Monday, September 23, 2013

You may have been there.. days when you don't know why you are where you are.. and why is it that you do what you do.. when you don't know why the world is turning the way it does or the news is as disappointing as it is..
and then..something like this happens:
Today as I try to put the stethoscope on the chest of my 90 yr old patient who has an adorable lady visitor at bedside, He whispers to me with a huge smile;" I'm going to ask her to marry me! I haven't yet because I was waiting to hear from you that I'm doing ok! You know I'm 90 and she is 92!"

Oh human element, You are precious!
In his pale face and sunken eyes, I saw the brave face of a man who cherished every bit of life...even when he was soaked in his own blood, our frantic cries and desperate attempts at stabilizing him by putting pressure on his cancerous wound, didn't stop him from winking at us and giving a thumbs up in gratitude...all it took was holding his hand, giving him iced water to swab his mouth and a TV to watch....
···
Please state the age of the visitor the patient plans to propose to, according to the passage above about the 90-year-old patient.

- Material provided -
···
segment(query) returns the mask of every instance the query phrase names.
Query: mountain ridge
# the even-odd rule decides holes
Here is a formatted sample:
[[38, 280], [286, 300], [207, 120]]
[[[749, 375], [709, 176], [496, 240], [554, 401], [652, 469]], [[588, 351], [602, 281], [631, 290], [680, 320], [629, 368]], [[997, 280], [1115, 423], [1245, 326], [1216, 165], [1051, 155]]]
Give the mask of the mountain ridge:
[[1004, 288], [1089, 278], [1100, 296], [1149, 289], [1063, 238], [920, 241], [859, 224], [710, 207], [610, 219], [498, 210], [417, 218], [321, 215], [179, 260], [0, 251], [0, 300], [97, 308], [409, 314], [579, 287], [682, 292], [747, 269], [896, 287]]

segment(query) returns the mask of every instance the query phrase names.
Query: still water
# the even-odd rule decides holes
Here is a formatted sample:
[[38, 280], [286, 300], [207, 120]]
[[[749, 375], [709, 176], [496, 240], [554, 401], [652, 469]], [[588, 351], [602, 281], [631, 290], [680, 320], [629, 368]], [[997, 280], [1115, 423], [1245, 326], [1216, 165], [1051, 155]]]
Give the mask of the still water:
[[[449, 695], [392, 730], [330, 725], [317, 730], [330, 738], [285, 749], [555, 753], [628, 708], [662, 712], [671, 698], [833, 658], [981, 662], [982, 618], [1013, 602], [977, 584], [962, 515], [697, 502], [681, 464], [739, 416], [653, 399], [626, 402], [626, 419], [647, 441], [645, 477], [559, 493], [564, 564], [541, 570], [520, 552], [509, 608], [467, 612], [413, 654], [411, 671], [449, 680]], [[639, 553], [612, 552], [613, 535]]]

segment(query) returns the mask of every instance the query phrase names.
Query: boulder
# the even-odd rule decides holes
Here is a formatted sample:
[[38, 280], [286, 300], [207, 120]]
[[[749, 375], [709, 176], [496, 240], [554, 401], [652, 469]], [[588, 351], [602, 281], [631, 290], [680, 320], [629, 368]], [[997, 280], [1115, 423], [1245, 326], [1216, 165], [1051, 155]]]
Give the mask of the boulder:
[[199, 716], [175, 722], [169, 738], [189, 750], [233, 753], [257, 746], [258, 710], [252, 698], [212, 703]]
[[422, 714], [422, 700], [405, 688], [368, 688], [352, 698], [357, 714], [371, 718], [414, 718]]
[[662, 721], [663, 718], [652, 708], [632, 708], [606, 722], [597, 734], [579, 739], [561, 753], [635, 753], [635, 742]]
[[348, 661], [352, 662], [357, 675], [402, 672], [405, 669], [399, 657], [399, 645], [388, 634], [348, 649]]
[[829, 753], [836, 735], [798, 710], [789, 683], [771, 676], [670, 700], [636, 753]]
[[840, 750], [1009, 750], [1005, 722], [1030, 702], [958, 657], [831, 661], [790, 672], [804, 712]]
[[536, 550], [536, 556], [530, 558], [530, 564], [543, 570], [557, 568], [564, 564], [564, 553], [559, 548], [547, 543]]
···
- Expected answer -
She is 92.